■ DIRECTIVE 1
In the LG 27GL850 review, what colors are on the monitor's exterior?
■ DIRECTIVE 2
Pick up the LG 27GL850 review at its last sentence and keep writing it.
──────── TEXT SHOWN ────────
Up next, we get to a monitor from another recognizable name in the tech industry, LG, and their impressive LG 27GL850 gaming monitor that has quite a few things going for it.

As far as the design is concerned, LG has kept it simple this time around, though they aren’t really known for any outstanding monitor designs anyway. The monitor features a simple matte black exterior with some red highlights on the back, so while it is nothing special, it is straightforward and effective.

On the practical side of things, the monitor is similar to the above model from Asus, but with some key advantages. The most obvious one would be the fact that this is a 1440p monitor, meaning that it can deliver sharper, more detailed visuals. It goes without saying that the IPS panel offers excellent color reproduction and viewing angles, although it still suffers from the usual drawback of most IPS panels—subpar contrast.
──────── ROWS ────────
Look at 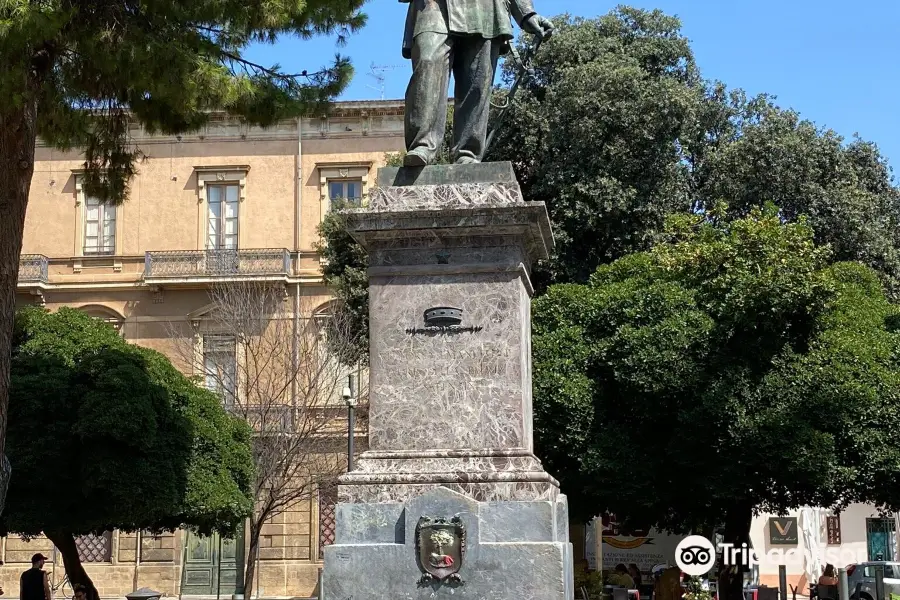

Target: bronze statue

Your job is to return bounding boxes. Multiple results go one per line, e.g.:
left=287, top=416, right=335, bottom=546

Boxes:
left=400, top=0, right=553, bottom=167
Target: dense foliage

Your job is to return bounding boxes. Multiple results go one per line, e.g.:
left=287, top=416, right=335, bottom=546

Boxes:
left=534, top=208, right=900, bottom=528
left=2, top=308, right=254, bottom=596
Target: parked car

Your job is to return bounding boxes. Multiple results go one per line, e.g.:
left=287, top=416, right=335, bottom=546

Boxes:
left=847, top=560, right=900, bottom=600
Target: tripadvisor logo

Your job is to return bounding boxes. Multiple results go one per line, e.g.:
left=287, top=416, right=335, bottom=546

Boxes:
left=675, top=535, right=716, bottom=577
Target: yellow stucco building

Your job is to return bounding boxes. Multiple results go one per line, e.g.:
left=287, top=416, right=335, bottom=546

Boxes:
left=9, top=101, right=403, bottom=598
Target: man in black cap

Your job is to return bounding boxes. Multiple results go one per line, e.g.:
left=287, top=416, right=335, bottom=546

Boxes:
left=19, top=552, right=50, bottom=600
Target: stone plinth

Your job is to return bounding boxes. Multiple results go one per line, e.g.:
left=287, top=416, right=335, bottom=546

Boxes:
left=323, top=163, right=572, bottom=600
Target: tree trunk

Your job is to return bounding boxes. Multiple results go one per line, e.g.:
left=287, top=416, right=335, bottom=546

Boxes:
left=718, top=505, right=753, bottom=600
left=44, top=531, right=100, bottom=600
left=244, top=517, right=264, bottom=598
left=0, top=89, right=37, bottom=476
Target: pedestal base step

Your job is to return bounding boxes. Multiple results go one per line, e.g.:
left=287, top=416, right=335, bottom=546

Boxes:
left=322, top=487, right=574, bottom=600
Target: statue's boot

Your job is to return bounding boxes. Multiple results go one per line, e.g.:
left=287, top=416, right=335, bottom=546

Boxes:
left=403, top=149, right=431, bottom=167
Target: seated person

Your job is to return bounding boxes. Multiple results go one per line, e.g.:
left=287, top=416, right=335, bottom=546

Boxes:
left=653, top=567, right=684, bottom=600
left=819, top=564, right=837, bottom=585
left=607, top=563, right=634, bottom=590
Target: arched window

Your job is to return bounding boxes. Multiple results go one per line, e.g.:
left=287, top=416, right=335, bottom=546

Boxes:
left=79, top=304, right=125, bottom=331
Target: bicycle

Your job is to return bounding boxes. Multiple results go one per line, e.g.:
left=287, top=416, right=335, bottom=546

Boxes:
left=50, top=574, right=75, bottom=600
left=47, top=546, right=75, bottom=600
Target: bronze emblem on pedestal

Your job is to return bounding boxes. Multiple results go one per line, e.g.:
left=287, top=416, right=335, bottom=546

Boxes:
left=416, top=517, right=466, bottom=584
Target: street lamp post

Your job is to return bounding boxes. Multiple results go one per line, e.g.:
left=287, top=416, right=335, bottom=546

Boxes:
left=343, top=375, right=356, bottom=473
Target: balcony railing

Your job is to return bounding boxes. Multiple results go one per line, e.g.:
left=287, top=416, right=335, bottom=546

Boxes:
left=144, top=248, right=291, bottom=279
left=19, top=254, right=49, bottom=283
left=226, top=404, right=369, bottom=434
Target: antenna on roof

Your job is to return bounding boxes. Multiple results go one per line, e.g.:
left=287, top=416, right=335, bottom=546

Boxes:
left=366, top=62, right=400, bottom=100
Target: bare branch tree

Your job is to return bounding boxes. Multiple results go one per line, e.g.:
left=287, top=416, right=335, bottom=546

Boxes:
left=171, top=282, right=366, bottom=589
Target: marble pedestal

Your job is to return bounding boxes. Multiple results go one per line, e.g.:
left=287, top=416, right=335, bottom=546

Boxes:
left=322, top=163, right=573, bottom=600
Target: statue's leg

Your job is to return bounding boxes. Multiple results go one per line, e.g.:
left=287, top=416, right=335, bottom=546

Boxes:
left=453, top=36, right=501, bottom=163
left=404, top=32, right=453, bottom=166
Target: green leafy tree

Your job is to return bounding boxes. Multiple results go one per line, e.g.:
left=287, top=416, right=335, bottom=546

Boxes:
left=317, top=108, right=453, bottom=365
left=0, top=0, right=365, bottom=472
left=2, top=308, right=254, bottom=599
left=489, top=7, right=900, bottom=290
left=534, top=206, right=900, bottom=598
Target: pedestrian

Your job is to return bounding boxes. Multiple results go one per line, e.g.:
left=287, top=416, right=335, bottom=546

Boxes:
left=19, top=552, right=50, bottom=600
left=819, top=563, right=837, bottom=585
left=628, top=563, right=644, bottom=590
left=608, top=563, right=634, bottom=588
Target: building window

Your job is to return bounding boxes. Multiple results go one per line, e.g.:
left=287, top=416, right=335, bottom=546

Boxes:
left=866, top=519, right=896, bottom=564
left=319, top=482, right=338, bottom=558
left=316, top=162, right=372, bottom=218
left=84, top=197, right=116, bottom=256
left=203, top=335, right=237, bottom=406
left=328, top=179, right=362, bottom=209
left=206, top=185, right=240, bottom=250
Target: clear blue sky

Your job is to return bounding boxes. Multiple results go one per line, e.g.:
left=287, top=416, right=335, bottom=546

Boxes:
left=248, top=0, right=900, bottom=175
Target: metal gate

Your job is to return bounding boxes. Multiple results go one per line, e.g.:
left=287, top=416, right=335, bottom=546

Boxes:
left=866, top=519, right=895, bottom=560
────────
■ RESPONSE 1
It has a matte black exterior with some red highlights on the back.

■ RESPONSE 2
As with the previous monitor, the LG 27GL850 comes with HDR support, but the underwhelming contrast, limited peak brightness, and a lack of local dimming all simply make the monitor inadequate if you want to view HDR content the way it was meant to be seen. That said, while HDR feels like it was tacked on for the sake of marketability here as well, it doesn’t take away from the monitor’s strengths, of course.

Now, as you might expect, this monitor also fares quite well in terms of performance, with its fast response times and low input lag, the 27GL850 is extremely responsive and is bound to be a great pick for any gamer who is looking for a performance-oriented monitor. On top of that, it is certified as G-Sync Compatible as well, which is always great news for Nvidia users.  

Overall, this monitor is a great—if slightly pricier—alternative to the Asus TUF monitor that we’ve taken a look at above, especially if you are after a more balanced solution and would prefer a 1440p 144Hz panel over a 1080p 240Hz one. However, as always, that is an entirely subjective choice.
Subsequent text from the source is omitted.